Extrait fourni>
<<<<
Il est vrai que le mariage des mineures n’est pas l’exclusivité des peuhls. Toutefois, les informations recueillies montrent que c’est plus fréquent au sein de cette communauté.

Altenin Mama est le chef de la communauté peulh de Djidja. Très embarrassé, il déclare : « Tous les peuhls installés à Djidja scolarisent leurs enfants. » Pour lui, ce sont exclusivement les peuhls nomades qui n’envoient pas leurs enfants à l’école.

A la vérité, un nombre considérable des enfants ne sont pas scolarisés. En aparté, beaucoup répondent qu’ils veulent bien aller à l’école mais la décision revient à leurs pères.

Au Ceg 1 Djidja, un responsable administratif, sous anonymat, se rappelle la mésaventure d’une certaine Faty Mama, élève en 4ème, mariée de force par son géniteur en 2014. « Nous avions, dans le temps, saisi le Centre de promotion social et la brigade de gendarmerie afin d’empêcher le mariage. »

« Face à nos interventions, de concert avec la brigade, le père de Faty a dû la déplacer habilement de Djidja pour Bohicon », appuie Léopold Assogba, chef du Centre de promotion social au moment des faits, joint au téléphone. « Là-bas, il l’a mariée très rapidement », ajoute-t-il.
>>>>
Extraits de données>
<<<<
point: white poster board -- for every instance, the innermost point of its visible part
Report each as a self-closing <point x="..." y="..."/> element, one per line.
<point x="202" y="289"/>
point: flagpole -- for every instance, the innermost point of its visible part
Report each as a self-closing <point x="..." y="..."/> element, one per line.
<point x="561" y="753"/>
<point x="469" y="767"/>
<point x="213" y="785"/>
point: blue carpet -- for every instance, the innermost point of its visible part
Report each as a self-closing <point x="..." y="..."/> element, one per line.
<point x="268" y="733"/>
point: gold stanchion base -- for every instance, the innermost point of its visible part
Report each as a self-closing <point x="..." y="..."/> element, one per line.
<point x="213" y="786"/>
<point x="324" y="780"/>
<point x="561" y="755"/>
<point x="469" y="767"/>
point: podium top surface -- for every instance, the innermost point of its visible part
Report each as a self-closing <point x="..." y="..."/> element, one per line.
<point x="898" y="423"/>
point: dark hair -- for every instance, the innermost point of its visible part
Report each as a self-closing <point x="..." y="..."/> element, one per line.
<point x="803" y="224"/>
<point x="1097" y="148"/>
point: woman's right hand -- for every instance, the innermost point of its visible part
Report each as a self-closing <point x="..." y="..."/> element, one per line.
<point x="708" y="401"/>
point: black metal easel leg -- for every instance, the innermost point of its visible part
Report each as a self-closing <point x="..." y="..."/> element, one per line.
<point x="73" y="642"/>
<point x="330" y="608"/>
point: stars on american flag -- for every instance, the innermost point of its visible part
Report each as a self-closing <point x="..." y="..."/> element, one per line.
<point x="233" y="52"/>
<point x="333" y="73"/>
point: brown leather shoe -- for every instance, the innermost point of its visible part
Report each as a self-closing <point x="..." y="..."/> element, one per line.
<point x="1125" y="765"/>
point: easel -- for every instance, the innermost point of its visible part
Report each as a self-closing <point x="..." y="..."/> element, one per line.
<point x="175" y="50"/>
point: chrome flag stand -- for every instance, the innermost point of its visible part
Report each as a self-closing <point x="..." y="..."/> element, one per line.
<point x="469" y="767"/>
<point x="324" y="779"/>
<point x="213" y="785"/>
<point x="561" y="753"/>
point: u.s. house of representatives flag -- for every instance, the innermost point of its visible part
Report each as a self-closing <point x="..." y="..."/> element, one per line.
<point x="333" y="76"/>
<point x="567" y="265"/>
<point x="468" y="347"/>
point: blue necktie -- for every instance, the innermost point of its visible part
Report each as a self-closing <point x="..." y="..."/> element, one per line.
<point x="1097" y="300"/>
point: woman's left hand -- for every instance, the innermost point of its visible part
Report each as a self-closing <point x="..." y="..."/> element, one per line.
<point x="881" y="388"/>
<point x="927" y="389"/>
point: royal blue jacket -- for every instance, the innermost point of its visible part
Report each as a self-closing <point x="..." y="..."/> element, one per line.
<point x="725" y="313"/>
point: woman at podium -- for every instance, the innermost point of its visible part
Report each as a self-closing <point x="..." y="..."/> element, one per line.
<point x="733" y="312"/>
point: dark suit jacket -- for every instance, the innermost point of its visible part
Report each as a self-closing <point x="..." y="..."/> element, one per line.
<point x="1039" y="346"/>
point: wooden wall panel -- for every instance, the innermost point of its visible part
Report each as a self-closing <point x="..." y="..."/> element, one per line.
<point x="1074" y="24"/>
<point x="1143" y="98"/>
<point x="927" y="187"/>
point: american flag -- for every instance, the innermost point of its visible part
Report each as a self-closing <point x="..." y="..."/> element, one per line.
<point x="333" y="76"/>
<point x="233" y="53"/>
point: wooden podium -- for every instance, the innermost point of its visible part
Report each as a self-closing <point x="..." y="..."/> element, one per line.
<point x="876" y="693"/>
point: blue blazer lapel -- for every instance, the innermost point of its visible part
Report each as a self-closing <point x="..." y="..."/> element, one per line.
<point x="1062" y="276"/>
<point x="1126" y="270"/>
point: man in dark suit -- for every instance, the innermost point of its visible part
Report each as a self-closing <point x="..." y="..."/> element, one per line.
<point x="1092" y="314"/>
>>>>
Questions proposées>
(1) D'après l'extrait sur le mariage des mineures à Djidja, dans quelle ville le père de Faty Mama l'a-t-il emmenée pour la marier ?
(2) Rédigez la suite de l'extrait sur le mariage des mineures à Djidja, à partir de sa dernière phrase.

Réponses attendues>
(1) À Bohicon.

(2)
Oser résister



Adidja Omarou doit son ascension dans le cursus scolaire à Bonaventure Somadjèdangbé, professeur d’histoire-géographie ainsi qu’à sa mère. Son père a décidé de la marier dès qu’elle est reçue au Bepc. Elle en parle d’une voix chargée d’émotions : « Je me suis confiée à dah Somadjèdangbé afin qu’il puisse convaincre mes parents. »

Or, le père d’Adidja avait déjà choisi un homme pour sa fille, un marabout de surcroît. « Je réussis tout de même, se réjouit Bonaventure Somadjèdangbé, à faire comprendre à sa mère qu’Adidja à un avenir prometteur qu’il ne faudra pas gâcher. »

C’est ainsi qu’Adidja Omarou a pu continuer ses études, mais désormais sans aucun soutien de son père. Seule sa mère, commerçante, a pris intégralement en charge ses études jusqu’à ce qu’elle soit actuellement en 2ème année de journalisme à la Haute école de gestion et de journalisme (Hegj) à Bohicon. « Aujourd’hui, s’étonne-t-elle, mon père me demande de faire des études de Droit. »

Boubé Biguel aussi a résisté face à beaucoup d’humiliations. Il est présentement en 3ème année des Lettres modernes à l’université de Parakou. Contrairement à Adidja, il est peuhl de Karimama. Néanmoins, il a fréquenté au Ceg 1 Djidja de la 5ème en Terminale où il a obtenu son Baccalauréat.

Au départ, il a fait jusqu’en 4ème dans un établissement public à Karimama. « Les autres, dénonce Boubé, nous traitent souvent d’escrocs, d’élèves chiens de maître et de beaucoup d’autres qualificatifs peu recommandables. » Il enchaîne : « Certains raccrochent à cause des moqueries. » Mais Boubé avait déjà des objectifs précis : « Faire de hautes études ».

Malheureusement, en classe de 4ème à Karimama, sa mère qui l’encourageait à s’accrocher aux études décède subitement. Le virus de l’abandon des classes l’atteint de plein fouet. Boubé passe toute une année scolaire sans retourner au cours face à l’indifférence de son père et la satisfaction de ses congénères.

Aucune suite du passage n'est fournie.